RESULT: Best model with DecisionTreeClassifier on the validation dataset with depth = 3 and accuracy 0.7853810264385692


We have carried out our training using the DecisionTreeClassifier decision tree classification by varying the depth of the tree from 1 to 10. We found that the best model has a depth of 3 and its accuracy is 78%. Furthermore, we were able to observe the behavior of the predictions with the training data and with the validation data, we can note that the deeper we make the tree, the more overfitting begins to show in the training data, as the training data have a higher precision value with respect to the predictions made on the validation data set.

Algorithm RandomForestClassifier
We will use the random forest algorithm, with the hyperparameters:

    . random_state=12345
    . n_estimators= 10 to 20
    . max_depth= 1 to 3

In [8]:
best_score = 0
best_tree = 0
best_depth = 0

for tree in range(10, 21):
    for depth in range(1, 4):
        
        print('----------', tree,'tree -', 'depth', depth,'----------')

        model = RandomForestClassifier(
            random_state=12345, n_estimators=tree, max_depth=depth)

        model.fit(features_train, target_train)

        score_train = model.score(features_train, target_train)
        print('Train data accuracy', score_train)

        score = model.score(features_valid, target_valid)
        print('Valid data accuracy', score)
        print()

        if score > best_score:
            best_score = score
            best_tree = tree
            best_depth = depth

print('RESULT: Best model with RandomForestClassifier on the validation dataset with trees:{}-depth:{} and accuracy {}'.format(best_tree, best_depth, best_score))

---------- 10 tree - depth 1 ----------
Train data accuracy 0.7442946058091287
Valid data accuracy 0.7558320373250389

---------- 10 tree - depth 2 ----------
Train data accuracy 0.7785269709543569
Valid data accuracy 0.7776049766718507

---------- 10 tree - depth 3 ----------
Train data accuracy 0.8101659751037344
Valid data accuracy 0.7853810264385692

---------- 11 tree - depth 1 ----------
Train data accuracy 0.7448132780082988
Valid data accuracy 0.7542768273716952

---------- 11 tree - depth 2 ----------
Train data accuracy 0.7883817427385892
Valid data accuracy 0.7853810264385692

---------- 11 tree - depth 3 ----------
Train data accuracy 0.8101659751037344
Valid data accuracy 0.7838258164852255

---------- 12 tree - depth 1 ----------
Train data accuracy 0.7442946058091287
Valid data accuracy 0.7527216174183515

---------- 12 tree - depth 2 ----------
Train data accuracy 0.7883817427385892
Valid data accuracy 0.7838258164852255

---------- 12 tree - depth 3 ----------
Train da

We have tested various training models with the RandomForestClassifier algorithm and obtained the best model with a 79% accuracy using 13 trees at a depth of 2. We also noticed that a 79% accuracy was achieved with the training data set, which suggests that we have controlled for overfitting in our model, something that did occur in the previous model.

(Excerpts from a point-labeling dataset)

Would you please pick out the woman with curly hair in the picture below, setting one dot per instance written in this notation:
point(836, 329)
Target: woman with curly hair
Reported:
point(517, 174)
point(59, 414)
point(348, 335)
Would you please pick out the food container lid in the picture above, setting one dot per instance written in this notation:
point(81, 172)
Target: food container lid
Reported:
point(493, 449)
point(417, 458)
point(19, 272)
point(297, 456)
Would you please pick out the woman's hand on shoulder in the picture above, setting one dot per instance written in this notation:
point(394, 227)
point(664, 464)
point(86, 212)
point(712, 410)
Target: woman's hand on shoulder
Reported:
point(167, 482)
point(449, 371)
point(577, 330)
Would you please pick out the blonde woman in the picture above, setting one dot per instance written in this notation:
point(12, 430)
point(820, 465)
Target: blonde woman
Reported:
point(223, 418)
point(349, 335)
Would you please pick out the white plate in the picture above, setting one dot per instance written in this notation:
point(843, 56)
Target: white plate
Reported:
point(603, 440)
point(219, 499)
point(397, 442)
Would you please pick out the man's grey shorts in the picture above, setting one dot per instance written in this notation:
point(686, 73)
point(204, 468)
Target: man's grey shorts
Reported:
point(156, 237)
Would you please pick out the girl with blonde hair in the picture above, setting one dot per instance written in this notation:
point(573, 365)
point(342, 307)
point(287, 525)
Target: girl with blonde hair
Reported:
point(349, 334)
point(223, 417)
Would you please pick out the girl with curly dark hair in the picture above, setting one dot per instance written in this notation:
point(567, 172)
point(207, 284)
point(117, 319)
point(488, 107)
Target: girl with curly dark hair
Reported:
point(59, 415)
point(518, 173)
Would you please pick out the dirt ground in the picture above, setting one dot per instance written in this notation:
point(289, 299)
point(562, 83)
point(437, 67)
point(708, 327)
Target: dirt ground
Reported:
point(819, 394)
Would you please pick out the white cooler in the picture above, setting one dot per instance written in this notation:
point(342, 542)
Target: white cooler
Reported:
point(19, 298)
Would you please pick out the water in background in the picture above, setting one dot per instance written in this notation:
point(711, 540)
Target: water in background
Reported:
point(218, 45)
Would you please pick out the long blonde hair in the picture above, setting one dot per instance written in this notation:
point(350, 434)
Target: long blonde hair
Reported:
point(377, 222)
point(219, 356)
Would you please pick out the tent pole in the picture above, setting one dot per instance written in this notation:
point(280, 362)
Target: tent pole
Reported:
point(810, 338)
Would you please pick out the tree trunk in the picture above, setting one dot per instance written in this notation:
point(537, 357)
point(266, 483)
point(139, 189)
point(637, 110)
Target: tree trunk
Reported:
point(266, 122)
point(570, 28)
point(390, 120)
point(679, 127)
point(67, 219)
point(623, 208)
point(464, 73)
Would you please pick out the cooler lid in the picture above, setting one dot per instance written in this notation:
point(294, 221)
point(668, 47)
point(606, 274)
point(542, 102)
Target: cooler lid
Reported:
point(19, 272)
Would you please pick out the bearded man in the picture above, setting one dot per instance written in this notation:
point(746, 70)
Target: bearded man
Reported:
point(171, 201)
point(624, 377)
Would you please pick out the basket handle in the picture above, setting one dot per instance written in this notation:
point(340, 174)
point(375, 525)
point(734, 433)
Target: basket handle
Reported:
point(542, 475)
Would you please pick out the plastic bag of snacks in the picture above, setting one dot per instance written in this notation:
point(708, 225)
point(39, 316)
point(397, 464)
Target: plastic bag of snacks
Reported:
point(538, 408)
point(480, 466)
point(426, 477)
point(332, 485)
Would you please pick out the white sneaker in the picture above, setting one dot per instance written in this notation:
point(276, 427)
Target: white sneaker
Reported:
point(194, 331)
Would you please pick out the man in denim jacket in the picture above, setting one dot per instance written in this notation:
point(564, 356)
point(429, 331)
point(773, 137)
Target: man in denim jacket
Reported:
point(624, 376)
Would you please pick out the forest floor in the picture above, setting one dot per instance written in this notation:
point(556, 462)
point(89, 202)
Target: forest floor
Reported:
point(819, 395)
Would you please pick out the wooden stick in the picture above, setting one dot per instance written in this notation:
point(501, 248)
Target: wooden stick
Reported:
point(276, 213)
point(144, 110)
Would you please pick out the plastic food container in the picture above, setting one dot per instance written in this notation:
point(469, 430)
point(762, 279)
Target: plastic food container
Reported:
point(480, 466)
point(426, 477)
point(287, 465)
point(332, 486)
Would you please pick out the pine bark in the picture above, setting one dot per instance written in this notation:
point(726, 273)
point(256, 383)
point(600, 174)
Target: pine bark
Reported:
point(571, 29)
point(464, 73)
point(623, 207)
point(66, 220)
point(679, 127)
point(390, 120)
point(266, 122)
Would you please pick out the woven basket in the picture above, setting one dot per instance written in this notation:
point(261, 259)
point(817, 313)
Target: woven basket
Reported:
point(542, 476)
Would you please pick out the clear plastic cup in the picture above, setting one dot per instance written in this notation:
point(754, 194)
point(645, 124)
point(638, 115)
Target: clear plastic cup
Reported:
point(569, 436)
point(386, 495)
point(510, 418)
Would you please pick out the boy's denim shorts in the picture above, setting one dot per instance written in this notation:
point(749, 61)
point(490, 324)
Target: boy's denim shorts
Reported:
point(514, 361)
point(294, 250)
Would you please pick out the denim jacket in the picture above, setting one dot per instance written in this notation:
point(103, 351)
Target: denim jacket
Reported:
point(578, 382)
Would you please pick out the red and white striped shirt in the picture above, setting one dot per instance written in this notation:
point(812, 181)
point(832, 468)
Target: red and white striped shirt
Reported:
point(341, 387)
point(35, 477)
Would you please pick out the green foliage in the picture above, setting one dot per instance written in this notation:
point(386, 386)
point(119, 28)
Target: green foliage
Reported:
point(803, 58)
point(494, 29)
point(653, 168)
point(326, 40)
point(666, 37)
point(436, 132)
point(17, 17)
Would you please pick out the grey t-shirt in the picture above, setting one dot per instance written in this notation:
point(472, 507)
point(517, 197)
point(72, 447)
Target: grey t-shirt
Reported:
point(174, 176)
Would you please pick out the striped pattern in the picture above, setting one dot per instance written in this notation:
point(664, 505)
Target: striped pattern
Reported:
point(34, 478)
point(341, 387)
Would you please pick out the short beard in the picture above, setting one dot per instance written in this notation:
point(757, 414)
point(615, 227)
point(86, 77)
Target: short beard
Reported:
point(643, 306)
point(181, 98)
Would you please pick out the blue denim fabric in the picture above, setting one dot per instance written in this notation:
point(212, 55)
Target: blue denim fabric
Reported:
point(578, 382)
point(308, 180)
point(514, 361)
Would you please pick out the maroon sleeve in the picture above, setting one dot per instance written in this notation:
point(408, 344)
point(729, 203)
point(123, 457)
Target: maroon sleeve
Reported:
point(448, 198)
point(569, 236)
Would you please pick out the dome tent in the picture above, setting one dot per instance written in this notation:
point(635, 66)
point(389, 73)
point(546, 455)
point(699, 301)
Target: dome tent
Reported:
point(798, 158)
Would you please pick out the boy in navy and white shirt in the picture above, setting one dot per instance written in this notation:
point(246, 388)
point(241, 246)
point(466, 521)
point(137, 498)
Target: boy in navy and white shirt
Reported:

• _WRITTEN PROBLEM_
Carry on the page about tuning decision tree and random forest classifiers from the point where it stops. These rows are separate material and have no connection to the page about classifier tuning.

• _OUTPUT BELOW_
Algorithm LogisticRegression
The last learning algorithm we will try is logistic regression. The hyperparameters to use are:

    . random_state=12345
    . solver= liblinear

In [9]:
model = LogisticRegression(random_state=12345, solver='liblinear')

model.fit(features_train, target_train)

score_train = model.score(features_train, target_train)
score_valid = model.score(features_valid, target_valid)

print("Accuracy of the Logistic Regression Model in the training dataset", score_train)
print("Accuracy of the Logistic Regression Model in the validation dataset:", score_valid)

Accuracy of the Logistic Regression Model in the training dataset 0.7505186721991701
Accuracy of the Logistic Regression Model in the validation dataset: 0.7589424572317263


With logistic regression, we have found that our model achieved a 76% accuracy, which is lower than the previous models. We can also observe that the predictions with the training set do not overtake the predictions with the validation set, meaning there is no overfitting from the training data.

Based on the models previously reviewed, we determined that the best model has the following characteristics:

    . Learning algorithm: RandomForestClassifier
    . Hyperparameters to use: 13 trees and depth of 2.

## Model Quality
We will verify the quality of our best model now using our test set.

In [11]:
best_model = RandomForestClassifier(random_state=12345, n_estimators=13, max_depth=2)

best_model.fit(features_train, target_train)

predictions_test = best_model.predict(features_test)

score_test = accuracy_score(target_test, predictions_test)
print('Accuracy of the best model RandomForestClassifier on the test dataset', score_test)

Accuracy of the best model RandomForestClassifier on the test dataset 0.7744945567651633


We have used our model (RandomForestClassifier with 13 trees and depth of 2) and obtained predictions from the test dataset, achieving a 77% accuracy, which is 2 percentage points lower than what was obtained in our validation dataset.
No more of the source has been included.